### DIRECTION
Lay out all of the lines below as a numbered list, leaving out any blank lines.
[start]
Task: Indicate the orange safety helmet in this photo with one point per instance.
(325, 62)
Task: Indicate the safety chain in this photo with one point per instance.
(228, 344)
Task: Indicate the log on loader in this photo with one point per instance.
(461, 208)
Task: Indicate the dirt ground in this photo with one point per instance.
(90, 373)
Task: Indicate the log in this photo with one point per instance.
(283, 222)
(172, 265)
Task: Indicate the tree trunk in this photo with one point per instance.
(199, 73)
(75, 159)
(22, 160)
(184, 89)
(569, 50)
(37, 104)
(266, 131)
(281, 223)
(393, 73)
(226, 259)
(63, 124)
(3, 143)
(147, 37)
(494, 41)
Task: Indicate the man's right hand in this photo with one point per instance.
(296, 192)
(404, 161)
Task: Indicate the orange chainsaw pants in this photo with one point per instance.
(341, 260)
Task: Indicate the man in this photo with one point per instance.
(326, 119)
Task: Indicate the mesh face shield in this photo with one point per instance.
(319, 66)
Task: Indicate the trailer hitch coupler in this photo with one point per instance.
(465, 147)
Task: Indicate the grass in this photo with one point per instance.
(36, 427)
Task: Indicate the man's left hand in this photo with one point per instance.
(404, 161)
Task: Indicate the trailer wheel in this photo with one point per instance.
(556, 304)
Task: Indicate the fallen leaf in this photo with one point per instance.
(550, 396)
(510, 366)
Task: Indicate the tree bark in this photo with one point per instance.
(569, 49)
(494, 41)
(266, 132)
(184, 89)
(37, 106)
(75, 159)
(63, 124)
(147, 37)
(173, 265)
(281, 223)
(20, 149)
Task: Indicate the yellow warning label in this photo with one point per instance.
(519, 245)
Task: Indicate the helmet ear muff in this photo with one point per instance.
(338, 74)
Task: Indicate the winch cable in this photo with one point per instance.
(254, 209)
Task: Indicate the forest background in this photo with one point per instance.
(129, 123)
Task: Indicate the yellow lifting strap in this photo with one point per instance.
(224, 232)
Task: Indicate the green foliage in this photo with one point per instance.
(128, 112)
[end]
### THE RESPONSE
1. Task: Indicate the orange safety helmet in this photo with one point per instance.
2. (325, 62)
3. Task: Indicate the safety chain in this photo with one point per instance.
4. (228, 344)
5. Task: Indicate the log on loader in this photo with one point per instance.
6. (461, 208)
7. Task: Indicate the dirt ground in this photo with one point per instance.
8. (90, 373)
9. Task: Indicate the log in this photo with one point per instance.
10. (283, 222)
11. (172, 265)
12. Task: Indicate the tree trunk in this photo with one point per instance.
13. (199, 73)
14. (75, 159)
15. (22, 160)
16. (184, 89)
17. (569, 50)
18. (37, 104)
19. (266, 131)
20. (281, 223)
21. (393, 73)
22. (226, 259)
23. (63, 124)
24. (3, 143)
25. (147, 37)
26. (494, 41)
27. Task: Indicate the man's right hand in this photo with one point per instance.
28. (296, 192)
29. (404, 161)
30. Task: Indicate the orange chainsaw pants in this photo with one point per instance.
31. (341, 260)
32. Task: Indicate the man in this photo with one point per instance.
33. (326, 119)
34. Task: Indicate the mesh face shield in this photo with one point per instance.
35. (319, 66)
36. Task: Indicate the trailer hitch coupler in this photo with one point per instance.
37. (465, 147)
38. Task: Indicate the grass in this photo with one point per instance.
39. (36, 427)
40. Task: Indicate the man's left hand in this photo with one point per instance.
41. (404, 161)
42. Task: Indicate the trailer wheel in this photo with one point per instance.
43. (556, 304)
44. Task: Indicate the fallen leaf in this photo with one point per instance.
45. (550, 396)
46. (510, 366)
47. Task: Indicate the tree bark in this photo with one point per instance.
48. (569, 49)
49. (494, 41)
50. (266, 132)
51. (184, 89)
52. (37, 106)
53. (75, 159)
54. (63, 124)
55. (147, 37)
56. (173, 265)
57. (281, 223)
58. (20, 149)
59. Task: Indicate the yellow warning label in this photo with one point per instance.
60. (519, 245)
61. Task: Indicate the helmet ear muff in this photo with one point per instance.
62. (338, 74)
63. Task: Indicate the winch cable in this photo with one point per instance.
64. (254, 209)
65. Task: Indicate the forest background in this photo with one point per instance.
66. (129, 123)
67. Task: Indicate the yellow lifting strap in this photo with one point per instance.
68. (224, 232)
69. Task: Indicate the green foliage in this photo with one point per instance.
70. (128, 112)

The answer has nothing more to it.